* Task to carry out:
Copy out the stretch from the line containing "Shelf-audit tagging: put a marker on the bare foot, one" through the end of the items, swapping "aisle log" for "audit sheet" and leaving everything else as it is.

* Items from a point labeling set:
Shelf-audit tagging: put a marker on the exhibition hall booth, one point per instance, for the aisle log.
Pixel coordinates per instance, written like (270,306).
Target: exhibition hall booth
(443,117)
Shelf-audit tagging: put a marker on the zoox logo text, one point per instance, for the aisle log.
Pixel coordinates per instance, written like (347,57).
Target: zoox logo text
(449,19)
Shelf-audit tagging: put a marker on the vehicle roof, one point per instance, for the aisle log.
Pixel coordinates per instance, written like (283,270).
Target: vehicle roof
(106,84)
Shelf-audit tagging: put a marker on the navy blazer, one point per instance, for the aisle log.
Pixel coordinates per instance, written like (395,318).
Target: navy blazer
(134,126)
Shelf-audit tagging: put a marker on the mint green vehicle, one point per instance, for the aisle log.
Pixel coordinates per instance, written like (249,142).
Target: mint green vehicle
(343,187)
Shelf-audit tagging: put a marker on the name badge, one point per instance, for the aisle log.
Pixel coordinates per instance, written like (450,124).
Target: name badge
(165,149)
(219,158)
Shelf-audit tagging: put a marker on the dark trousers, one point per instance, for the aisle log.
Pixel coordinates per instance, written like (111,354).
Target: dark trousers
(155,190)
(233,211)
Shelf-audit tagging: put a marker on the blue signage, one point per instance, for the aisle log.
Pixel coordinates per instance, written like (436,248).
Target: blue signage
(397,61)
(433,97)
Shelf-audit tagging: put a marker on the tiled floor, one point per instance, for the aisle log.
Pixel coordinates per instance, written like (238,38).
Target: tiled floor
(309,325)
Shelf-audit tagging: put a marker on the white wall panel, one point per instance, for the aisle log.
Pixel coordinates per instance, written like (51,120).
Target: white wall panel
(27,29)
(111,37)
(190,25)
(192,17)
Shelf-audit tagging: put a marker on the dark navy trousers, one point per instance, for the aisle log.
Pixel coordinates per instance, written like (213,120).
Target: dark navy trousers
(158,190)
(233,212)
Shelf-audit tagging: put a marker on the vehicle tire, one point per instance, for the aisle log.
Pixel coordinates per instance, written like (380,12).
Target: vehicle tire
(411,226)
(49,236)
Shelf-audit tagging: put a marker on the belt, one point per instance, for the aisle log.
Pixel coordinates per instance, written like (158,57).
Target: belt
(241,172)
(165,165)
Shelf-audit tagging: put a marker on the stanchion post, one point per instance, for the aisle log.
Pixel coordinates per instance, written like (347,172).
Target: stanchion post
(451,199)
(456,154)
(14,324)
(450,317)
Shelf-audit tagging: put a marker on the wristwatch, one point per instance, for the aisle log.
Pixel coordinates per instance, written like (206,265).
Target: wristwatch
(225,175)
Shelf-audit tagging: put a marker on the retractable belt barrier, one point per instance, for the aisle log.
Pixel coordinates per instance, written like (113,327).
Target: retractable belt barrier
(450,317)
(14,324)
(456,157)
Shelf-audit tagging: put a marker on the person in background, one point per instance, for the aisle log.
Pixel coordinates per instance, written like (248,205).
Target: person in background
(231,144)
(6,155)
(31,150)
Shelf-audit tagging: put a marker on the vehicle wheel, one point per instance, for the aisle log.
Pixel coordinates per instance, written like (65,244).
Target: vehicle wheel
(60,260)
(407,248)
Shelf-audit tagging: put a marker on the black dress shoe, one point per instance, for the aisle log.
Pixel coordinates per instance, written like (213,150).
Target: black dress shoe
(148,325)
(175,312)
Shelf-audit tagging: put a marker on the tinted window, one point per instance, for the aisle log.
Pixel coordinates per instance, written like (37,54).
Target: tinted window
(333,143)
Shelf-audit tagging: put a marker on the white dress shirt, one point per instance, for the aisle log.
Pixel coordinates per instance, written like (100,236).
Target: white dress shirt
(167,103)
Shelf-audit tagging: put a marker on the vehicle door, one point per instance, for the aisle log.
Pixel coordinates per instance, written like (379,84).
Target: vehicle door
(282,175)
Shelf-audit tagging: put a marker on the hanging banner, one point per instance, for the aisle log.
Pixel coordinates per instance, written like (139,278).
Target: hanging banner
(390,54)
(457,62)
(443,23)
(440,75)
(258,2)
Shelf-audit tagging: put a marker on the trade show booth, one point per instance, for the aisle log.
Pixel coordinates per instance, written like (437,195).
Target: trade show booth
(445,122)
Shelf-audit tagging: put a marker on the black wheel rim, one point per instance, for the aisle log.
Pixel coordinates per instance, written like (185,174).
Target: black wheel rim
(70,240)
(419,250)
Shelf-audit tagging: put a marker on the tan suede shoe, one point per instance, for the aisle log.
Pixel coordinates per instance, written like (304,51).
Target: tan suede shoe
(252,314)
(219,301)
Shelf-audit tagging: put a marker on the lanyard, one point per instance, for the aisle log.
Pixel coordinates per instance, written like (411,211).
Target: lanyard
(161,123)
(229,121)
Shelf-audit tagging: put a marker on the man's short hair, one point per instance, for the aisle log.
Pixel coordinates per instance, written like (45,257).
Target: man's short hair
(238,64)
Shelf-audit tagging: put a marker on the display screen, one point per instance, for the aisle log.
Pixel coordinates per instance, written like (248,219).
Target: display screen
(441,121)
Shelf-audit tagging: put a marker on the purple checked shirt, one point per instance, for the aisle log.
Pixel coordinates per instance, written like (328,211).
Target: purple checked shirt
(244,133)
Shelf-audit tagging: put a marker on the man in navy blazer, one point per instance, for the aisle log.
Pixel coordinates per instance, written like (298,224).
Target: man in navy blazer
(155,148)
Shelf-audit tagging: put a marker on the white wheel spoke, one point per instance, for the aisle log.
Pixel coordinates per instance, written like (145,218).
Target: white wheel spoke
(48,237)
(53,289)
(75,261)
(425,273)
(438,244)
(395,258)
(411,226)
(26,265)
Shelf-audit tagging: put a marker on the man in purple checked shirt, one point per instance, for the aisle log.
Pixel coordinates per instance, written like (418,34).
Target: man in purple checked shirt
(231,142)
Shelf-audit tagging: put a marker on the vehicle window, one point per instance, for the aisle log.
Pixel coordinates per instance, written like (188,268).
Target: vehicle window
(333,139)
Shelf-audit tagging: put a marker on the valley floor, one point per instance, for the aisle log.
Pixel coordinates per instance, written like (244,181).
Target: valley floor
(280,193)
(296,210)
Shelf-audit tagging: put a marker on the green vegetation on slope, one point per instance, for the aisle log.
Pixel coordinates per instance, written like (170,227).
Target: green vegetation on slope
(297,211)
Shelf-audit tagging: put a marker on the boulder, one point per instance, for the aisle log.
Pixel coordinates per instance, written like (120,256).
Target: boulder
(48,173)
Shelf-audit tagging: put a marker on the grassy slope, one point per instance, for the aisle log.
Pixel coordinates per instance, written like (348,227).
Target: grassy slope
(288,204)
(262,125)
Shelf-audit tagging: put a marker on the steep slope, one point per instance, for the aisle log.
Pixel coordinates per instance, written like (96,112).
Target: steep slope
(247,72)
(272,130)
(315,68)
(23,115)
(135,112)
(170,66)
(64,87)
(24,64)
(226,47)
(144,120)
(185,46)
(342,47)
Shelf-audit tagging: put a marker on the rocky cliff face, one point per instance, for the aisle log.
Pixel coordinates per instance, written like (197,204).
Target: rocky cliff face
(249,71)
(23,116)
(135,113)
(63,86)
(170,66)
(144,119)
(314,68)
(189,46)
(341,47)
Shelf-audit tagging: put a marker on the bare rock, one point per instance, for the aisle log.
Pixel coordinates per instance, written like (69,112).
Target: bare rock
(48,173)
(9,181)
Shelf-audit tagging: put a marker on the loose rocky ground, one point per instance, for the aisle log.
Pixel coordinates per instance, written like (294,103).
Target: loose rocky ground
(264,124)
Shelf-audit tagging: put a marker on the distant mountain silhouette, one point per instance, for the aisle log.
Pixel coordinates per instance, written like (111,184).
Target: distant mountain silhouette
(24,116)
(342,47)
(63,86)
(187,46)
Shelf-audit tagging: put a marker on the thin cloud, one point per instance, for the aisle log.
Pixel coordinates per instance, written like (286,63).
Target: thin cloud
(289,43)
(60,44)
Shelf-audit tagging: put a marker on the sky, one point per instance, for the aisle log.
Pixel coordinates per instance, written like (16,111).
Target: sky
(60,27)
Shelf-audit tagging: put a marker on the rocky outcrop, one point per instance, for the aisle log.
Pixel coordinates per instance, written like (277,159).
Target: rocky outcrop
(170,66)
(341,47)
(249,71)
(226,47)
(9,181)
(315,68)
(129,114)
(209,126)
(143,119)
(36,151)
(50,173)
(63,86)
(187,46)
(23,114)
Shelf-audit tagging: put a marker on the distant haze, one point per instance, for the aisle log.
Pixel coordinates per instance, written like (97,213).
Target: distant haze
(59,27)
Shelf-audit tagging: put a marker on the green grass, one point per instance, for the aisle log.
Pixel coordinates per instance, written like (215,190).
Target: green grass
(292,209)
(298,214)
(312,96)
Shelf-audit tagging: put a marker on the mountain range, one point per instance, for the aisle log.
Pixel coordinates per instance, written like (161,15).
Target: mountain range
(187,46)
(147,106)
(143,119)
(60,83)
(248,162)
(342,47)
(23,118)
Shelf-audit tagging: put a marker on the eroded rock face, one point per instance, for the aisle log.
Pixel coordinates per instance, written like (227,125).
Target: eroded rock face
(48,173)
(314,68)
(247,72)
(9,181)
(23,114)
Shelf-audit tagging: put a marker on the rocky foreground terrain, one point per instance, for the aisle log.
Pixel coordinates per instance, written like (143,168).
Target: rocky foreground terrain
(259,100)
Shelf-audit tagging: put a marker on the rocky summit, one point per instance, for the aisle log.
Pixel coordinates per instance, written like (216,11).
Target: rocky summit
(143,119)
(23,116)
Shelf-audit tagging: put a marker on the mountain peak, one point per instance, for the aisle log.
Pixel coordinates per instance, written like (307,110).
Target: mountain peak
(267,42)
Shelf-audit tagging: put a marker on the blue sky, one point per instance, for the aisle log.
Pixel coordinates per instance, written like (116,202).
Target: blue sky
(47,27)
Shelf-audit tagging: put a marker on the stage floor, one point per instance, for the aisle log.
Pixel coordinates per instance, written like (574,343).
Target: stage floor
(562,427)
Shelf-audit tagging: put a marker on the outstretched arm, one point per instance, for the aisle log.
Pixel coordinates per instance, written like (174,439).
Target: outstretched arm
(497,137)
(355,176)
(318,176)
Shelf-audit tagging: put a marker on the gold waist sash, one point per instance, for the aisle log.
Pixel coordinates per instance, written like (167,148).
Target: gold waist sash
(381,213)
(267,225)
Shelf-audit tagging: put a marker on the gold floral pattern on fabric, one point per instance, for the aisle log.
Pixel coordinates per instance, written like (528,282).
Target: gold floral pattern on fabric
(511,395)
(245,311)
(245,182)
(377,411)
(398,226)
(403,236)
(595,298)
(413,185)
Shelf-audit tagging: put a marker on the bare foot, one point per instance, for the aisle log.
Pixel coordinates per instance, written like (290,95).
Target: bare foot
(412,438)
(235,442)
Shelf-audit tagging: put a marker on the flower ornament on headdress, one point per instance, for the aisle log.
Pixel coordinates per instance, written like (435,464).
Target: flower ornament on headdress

* Solution:
Shelf-audit tagging: put a marker on the bare foot, one point per instance, for the audit sheet.
Pixel coordinates per instance, written like (290,95).
Target: bare foot
(412,438)
(235,442)
Shelf-audit tagging: put a marker on the flower ornament on headdress, one point per instance, for the audit sheet.
Pixel coordinates per instance, written like (435,464).
Target: flower ornament on headdress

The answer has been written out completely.